ASSIGNED TASK A
From the text on DNA methylation profiling in BRCA tumors, list every abbreviation that is defined in parentheses together with its full term.
ASSIGNED TASK B
In the text on DNA methylation profiling in BRCA tumors, which level of methylation heterogeneity does growing evidence show to be more dominant for evaluating an individual patient's response to treatment?

DOCUMENT TEXT
○ ○ ○ ○

Current availability of high-density DNA methylation microarray technology has enabled us to profile genome-wide DNA methylation signatures associated with drug response more efficiently. Moreover, the high density of probes also enables us to examine copy number variation (CNV) in the tumor tissue with comparable sensitivity of SNP arrays [9, 10]. Furthermore, it is reported that the arrays are sufficiently sensitive to evaluate the abundance of tumor-infiltrated lymphocytes (TILs) in BRCA tumors based on certain methylation signature, which reflects the strength of antitumor immune response and can serve as a potential biomarker of survival and response of chemotherapy [11].

However, intra-tumor heterogeneity may lead to sampling bias and pose a major challenge to biomarker development and precision medicine [12]. Generally, there are two levels of methylation heterogeneity (MH), including inter- and intra-tumor MH. People often pay more attention to the former through collecting more and more samples from different backgrounds [13]. However, there are growing evidences showing that intra-tumor MH is more dominant for evaluating the response upon treatment for an individual patient [14]. Despite many studies characterizing intra-tumor genetic heterogeneity, epigenetic heterogeneity of DNA methylation has been less investigated in BRCA.

○ ○ ○ ○

SOURCE INFORMATION
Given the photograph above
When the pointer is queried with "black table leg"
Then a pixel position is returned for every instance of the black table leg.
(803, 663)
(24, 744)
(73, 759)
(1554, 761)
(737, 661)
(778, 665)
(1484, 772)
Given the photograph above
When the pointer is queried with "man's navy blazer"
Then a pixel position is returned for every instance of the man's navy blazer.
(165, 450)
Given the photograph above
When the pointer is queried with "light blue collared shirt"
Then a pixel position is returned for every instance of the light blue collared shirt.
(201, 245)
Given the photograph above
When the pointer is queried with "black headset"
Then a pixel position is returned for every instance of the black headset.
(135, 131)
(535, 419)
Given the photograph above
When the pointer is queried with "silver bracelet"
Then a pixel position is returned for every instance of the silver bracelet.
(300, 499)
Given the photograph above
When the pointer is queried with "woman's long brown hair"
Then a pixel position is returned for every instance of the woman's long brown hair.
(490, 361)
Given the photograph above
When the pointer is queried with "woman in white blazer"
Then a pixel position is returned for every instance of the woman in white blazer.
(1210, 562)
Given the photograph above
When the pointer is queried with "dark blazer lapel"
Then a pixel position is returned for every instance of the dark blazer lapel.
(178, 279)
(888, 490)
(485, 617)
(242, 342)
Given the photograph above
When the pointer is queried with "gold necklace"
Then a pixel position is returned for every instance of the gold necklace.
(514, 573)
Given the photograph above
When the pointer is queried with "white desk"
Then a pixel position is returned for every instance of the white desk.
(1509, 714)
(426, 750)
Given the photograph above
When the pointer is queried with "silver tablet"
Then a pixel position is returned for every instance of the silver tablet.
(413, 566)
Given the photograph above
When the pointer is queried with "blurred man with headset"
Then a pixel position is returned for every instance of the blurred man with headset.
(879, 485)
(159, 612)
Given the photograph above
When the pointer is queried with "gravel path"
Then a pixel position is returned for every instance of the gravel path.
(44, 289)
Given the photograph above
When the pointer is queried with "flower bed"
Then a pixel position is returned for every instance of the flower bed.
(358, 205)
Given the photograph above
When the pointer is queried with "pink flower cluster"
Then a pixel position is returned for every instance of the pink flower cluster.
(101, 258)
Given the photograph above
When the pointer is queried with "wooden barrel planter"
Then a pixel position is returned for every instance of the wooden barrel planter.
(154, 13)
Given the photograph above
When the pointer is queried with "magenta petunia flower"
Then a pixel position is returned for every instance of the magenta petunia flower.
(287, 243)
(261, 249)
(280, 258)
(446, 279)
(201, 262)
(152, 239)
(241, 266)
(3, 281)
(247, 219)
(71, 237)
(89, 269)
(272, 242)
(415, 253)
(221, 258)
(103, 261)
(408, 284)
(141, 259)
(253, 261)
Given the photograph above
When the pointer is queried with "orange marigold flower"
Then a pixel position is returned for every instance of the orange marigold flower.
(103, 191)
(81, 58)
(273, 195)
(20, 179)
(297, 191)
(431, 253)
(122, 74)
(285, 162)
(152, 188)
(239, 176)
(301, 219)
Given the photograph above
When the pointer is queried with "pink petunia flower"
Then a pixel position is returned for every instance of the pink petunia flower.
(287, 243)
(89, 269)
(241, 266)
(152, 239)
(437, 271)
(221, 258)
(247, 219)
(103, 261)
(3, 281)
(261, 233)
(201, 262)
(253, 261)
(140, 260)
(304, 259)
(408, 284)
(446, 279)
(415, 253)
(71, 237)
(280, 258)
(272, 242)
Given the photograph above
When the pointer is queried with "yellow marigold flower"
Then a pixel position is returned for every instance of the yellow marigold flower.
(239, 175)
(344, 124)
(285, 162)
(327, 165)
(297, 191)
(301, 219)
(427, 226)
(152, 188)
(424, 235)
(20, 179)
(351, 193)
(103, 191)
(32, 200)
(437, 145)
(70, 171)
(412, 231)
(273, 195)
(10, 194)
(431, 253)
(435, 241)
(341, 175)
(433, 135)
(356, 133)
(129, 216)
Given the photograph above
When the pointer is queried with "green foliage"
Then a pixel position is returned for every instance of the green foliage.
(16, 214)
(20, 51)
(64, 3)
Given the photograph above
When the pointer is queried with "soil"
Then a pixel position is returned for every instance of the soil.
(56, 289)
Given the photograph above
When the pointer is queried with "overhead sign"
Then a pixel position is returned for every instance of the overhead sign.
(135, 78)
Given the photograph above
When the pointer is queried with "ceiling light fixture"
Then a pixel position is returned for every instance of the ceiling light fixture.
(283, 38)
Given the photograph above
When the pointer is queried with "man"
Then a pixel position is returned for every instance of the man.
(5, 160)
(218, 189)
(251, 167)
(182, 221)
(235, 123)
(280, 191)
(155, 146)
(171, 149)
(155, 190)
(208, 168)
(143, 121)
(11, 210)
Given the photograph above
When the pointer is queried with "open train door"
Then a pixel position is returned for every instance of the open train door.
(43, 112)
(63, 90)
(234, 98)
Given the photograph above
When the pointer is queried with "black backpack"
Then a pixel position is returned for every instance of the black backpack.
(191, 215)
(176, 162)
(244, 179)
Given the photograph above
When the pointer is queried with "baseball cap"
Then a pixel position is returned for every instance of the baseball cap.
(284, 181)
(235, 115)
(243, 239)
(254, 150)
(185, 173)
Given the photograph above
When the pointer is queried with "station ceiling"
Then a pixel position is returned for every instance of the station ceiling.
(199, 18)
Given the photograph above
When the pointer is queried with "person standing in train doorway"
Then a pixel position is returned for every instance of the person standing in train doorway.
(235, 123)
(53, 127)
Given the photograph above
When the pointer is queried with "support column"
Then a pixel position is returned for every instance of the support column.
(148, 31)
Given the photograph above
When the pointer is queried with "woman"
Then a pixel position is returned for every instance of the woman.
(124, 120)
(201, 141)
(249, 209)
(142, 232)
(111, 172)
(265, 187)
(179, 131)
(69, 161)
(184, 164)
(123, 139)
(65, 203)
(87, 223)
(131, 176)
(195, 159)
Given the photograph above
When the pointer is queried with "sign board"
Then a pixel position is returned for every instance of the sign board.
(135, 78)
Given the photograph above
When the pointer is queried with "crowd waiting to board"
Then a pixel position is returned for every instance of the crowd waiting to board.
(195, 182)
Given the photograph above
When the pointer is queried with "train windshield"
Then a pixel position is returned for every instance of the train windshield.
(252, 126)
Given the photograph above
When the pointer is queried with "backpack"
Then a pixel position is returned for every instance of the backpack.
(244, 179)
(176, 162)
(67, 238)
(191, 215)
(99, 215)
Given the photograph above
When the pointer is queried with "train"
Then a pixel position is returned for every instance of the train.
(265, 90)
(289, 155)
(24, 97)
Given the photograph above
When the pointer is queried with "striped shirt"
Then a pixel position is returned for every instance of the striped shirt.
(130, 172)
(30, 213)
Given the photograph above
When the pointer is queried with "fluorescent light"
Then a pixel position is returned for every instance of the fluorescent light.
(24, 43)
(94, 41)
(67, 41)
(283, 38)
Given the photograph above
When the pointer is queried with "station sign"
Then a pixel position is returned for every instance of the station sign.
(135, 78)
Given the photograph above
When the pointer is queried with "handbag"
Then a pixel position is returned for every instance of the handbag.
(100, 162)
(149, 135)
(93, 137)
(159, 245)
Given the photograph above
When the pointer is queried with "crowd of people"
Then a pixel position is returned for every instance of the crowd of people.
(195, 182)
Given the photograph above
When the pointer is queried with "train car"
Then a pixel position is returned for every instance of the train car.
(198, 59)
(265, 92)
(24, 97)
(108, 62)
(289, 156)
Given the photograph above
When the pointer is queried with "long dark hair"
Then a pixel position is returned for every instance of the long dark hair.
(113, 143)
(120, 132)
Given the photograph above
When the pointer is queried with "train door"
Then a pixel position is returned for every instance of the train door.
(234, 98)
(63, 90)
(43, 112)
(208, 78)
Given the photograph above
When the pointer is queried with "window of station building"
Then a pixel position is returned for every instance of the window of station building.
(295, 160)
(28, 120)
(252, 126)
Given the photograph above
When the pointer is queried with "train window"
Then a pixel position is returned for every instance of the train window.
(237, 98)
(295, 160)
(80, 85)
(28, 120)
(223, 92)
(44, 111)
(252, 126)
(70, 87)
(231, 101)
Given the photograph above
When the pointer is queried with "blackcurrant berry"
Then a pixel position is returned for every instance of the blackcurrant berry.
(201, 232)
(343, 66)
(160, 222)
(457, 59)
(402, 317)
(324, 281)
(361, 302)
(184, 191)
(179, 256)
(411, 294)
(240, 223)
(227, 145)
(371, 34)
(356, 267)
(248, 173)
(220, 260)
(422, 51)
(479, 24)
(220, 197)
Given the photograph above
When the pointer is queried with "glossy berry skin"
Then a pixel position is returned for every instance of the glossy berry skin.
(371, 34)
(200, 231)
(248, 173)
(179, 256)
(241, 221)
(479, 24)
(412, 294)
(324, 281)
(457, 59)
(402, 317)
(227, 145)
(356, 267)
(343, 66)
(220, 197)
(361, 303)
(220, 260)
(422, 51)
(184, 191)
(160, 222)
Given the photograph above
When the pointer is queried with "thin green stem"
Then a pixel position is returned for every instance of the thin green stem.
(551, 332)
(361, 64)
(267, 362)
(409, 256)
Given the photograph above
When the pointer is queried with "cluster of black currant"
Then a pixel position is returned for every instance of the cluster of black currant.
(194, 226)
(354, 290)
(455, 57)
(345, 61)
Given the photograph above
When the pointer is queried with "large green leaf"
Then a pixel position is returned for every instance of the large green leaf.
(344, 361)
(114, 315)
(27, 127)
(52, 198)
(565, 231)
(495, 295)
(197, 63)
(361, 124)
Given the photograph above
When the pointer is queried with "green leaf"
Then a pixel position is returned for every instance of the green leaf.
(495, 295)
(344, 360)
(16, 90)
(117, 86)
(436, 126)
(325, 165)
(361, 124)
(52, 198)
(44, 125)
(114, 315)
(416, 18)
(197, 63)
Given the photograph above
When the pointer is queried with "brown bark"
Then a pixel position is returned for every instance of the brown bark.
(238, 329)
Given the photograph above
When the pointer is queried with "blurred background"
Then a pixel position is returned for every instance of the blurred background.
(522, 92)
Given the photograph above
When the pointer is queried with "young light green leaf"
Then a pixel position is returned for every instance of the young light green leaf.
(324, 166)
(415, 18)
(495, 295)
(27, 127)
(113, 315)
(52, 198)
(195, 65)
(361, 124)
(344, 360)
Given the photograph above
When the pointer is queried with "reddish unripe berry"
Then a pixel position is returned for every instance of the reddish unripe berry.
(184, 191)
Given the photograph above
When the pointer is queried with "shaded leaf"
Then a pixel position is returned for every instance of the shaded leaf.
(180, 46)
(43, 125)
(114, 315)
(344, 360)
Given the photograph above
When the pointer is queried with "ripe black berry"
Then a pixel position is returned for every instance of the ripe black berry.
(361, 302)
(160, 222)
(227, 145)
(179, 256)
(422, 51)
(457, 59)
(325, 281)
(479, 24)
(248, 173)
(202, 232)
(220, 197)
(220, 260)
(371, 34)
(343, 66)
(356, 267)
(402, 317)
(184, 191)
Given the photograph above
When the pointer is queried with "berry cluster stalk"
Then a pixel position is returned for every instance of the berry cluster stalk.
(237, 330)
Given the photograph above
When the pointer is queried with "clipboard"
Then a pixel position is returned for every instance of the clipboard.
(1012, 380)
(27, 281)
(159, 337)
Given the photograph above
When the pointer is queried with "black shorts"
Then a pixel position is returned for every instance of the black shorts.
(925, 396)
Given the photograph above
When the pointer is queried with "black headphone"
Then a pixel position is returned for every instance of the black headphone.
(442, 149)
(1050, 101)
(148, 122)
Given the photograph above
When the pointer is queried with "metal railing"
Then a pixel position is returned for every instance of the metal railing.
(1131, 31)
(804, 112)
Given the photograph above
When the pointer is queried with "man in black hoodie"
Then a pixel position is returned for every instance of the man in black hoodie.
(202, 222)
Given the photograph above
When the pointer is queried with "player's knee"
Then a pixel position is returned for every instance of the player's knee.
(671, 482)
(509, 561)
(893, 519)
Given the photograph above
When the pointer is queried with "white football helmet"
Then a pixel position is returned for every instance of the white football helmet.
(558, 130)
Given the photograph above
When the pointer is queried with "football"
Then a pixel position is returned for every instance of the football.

○ ○ ○ ○

WRITTEN SOLUTION A
CNV: copy number variation
TILs: tumor-infiltrated lymphocytes
MH: methylation heterogeneity

WRITTEN SOLUTION B
Intra-tumor methylation heterogeneity.